This Week's 50th Anniversary Viewings
50 years ago this past week.
_______
Star Trek
"The City on the Edge of Forever"
Originally aired April 6, 1967
Stardate 3134.0
MeTV said:
Kirk and Spock must travel into the past in order to prevent a deranged McCoy from altering history and eradicating their own past.
See my post here.
I had a little more to say this week, but it's about as hard to find something new to say about an indisputably strong classic as it is about an indisputable turd.
_______
The Man from U.N.C.L.E.
"The Five Daughters Affair: Part II"
Originally aired April 7, 1967
Xfinity said:
The trail of a secret formula for extracting gold from seawater leads Solo and Illya to Tokyo and the Arctic.
Open Channel Deja Vu--The second part uses the same opening credits as the first, even though Curt Jurgens and Telly Savalas are barely in the coda this time.
Solo and Kuryakin are working together in most of the story for a change. I've gotta hand it to Kuryakin in the resolution of the cliffhanger...when they get out of their ropes on an unpiloted jet, Illya heads for the cockpit while Solo's first priority is to answer his communicator...!
I'm not usually one with an ear for TV composers, but Nelson Riddle's hand stood out for me here. The music sounds very similar to his
Batman music, especially that used in the movie.
In one scene, the bad guys really slap Kim Darby around. I always wanted to do that to some of the kids in "Miri," but she wasn't one of them.
Another odd
You Only Live Twice coincidence...the story takes our heroes and guest heroine to Japan, where Darby's character disguises herself as a Japanese woman (a geisha, to be specific).
Philip Ahn--Now I'm getting a hankering to start watching
Kung Fu! His role was brief, but he belonged in the opening credtis of this part more than Savalas and Jurgens.
_______
The Saint
"Island of Chance"
Originally aired April 7, 1967 (UK)
IMDb said:
Simon arrives at the Caribbean at the request of a friend who is killed before he can explain why he needs to see him.
Simon's introducing himself so much these days that I'm probably going to give up on bitching about it.
This one has a similar opening premise to "The Man Who Liked Lions" from earlier in the season...somebody gets murdered while trying to tell Simon something, so he investigates.
Simon doesn't engage in gunplay too much from what I've seen, so it's noteworthy that he blows somebody's head off...OK, it's a snake that somebody put in his bedroom,
Dr. No style. Instead of feeling the tension as it was crawling up his bed, I was hearing Roger Moore of six years later: "You should never go in there without a mongoose."

## [DATA]
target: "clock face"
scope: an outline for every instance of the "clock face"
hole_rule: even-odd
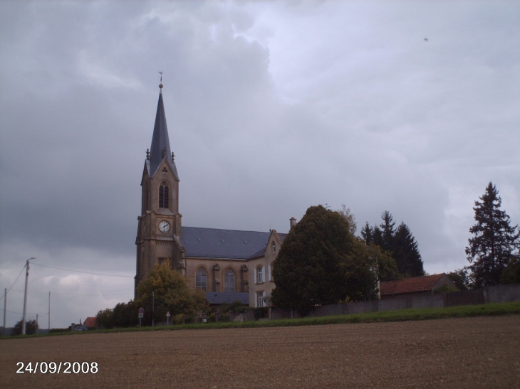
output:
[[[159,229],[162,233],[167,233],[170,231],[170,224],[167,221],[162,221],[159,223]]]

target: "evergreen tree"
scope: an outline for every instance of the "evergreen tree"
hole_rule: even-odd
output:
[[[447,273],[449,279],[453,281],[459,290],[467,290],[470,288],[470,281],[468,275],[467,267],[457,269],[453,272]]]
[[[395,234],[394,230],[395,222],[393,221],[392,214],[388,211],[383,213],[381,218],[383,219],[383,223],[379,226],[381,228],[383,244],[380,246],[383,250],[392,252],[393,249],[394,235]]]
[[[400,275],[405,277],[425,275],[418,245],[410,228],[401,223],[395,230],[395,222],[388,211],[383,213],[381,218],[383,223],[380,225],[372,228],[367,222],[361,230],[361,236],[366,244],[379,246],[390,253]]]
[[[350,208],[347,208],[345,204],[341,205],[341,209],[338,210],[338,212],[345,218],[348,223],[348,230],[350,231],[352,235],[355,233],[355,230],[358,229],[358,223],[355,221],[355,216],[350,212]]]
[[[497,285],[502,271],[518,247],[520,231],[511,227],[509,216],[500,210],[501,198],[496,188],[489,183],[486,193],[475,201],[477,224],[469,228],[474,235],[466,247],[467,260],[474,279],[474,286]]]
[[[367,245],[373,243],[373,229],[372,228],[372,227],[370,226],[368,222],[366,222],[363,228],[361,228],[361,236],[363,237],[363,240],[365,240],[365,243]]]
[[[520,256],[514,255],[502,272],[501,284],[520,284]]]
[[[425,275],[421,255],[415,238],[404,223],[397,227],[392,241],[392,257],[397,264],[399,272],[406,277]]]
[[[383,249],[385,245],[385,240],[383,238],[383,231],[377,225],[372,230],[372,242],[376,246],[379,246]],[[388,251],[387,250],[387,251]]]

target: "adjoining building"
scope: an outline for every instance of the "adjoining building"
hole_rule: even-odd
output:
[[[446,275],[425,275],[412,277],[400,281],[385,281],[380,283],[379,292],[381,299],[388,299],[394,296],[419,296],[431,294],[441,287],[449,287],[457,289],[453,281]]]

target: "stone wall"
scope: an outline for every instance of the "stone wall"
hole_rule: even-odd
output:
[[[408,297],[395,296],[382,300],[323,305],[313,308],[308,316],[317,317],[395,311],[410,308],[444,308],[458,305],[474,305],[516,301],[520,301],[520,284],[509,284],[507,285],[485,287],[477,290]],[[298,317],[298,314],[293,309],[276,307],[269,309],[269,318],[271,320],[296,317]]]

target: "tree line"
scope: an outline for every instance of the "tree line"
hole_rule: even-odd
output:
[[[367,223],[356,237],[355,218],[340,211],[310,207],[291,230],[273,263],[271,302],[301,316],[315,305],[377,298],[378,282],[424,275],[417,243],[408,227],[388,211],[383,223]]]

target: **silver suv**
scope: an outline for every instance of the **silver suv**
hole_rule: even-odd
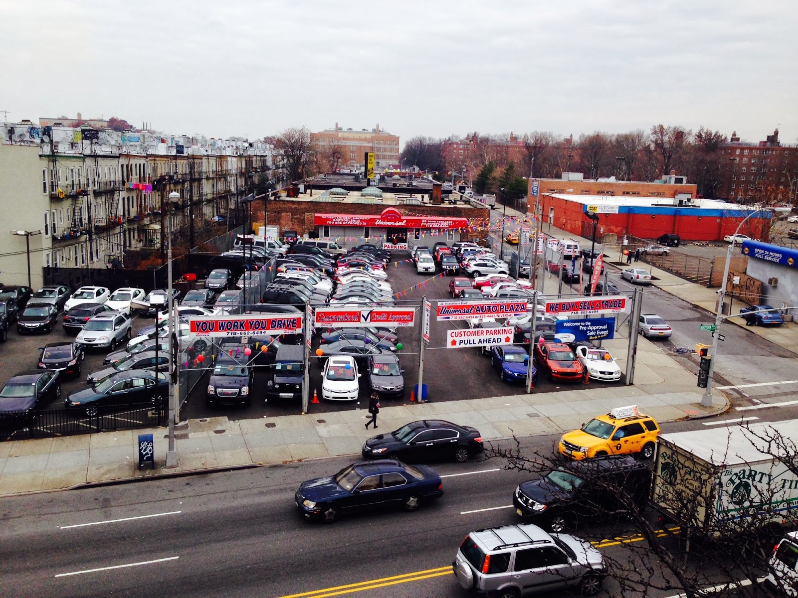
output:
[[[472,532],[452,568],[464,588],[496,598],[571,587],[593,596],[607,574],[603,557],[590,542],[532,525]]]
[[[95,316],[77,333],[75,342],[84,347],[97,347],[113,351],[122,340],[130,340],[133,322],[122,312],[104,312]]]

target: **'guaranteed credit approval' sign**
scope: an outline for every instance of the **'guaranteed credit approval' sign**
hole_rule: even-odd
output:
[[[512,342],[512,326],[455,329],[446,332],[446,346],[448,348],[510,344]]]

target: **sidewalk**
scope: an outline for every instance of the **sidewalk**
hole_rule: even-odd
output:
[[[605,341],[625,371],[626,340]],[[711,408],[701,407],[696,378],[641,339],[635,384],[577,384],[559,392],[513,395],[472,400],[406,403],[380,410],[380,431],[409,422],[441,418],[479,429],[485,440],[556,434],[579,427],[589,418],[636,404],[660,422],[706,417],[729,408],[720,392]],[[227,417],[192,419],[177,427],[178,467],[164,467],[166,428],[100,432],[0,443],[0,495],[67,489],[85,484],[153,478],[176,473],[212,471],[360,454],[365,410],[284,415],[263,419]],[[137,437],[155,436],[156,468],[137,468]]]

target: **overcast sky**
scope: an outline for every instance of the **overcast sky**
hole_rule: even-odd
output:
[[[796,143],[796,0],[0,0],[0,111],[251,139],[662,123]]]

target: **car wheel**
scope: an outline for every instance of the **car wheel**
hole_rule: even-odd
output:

## [REQUIREMENTS]
Continue the blog post about 50th-anniversary TV episode viewings from where it ends.

## [RESPONSE]
Simon also uses Russian roulette as an interrogation technique...though true to form, it turns out the gun wasn't loaded.
Overall, it was a somewhat sloppy story...the deep, dark secret of the scientist who's the center of the plot turns out to be that he had a hidden gold stash, even though he was already established to have had a wealthy benefactress.
_______
Get Smart
"A Man Called Smart: Part 1"
Originally Aired April 8, 1967
Xfinity said:
An important informant is wounded before he can tell Max about a secret formula.
I'm picking up this series as it approaches the end of its second season. The Daily Binge that I recorded was part of Remarkable Women month. One might assume that would mean these particular episodes would be among 99's stronger ones. More likely, they were chosen for other reasons, as the overall execution of that theme seemed arbitrary. This episode didn't seem to be at all 99-centric, for starters.
This is a show that I haven't seen too much of, but enough to get the gist of it. There was nothing kneeslappingly/asthma-inducingly hilarious here, but some half-decent gags:
- A briefcase that sports an extending metal ladder.
- The Cone of Silence--I'm not sure exactly how often they used it, but know that it's a running gag. Here, the twist is that several people have to crowd into it at once.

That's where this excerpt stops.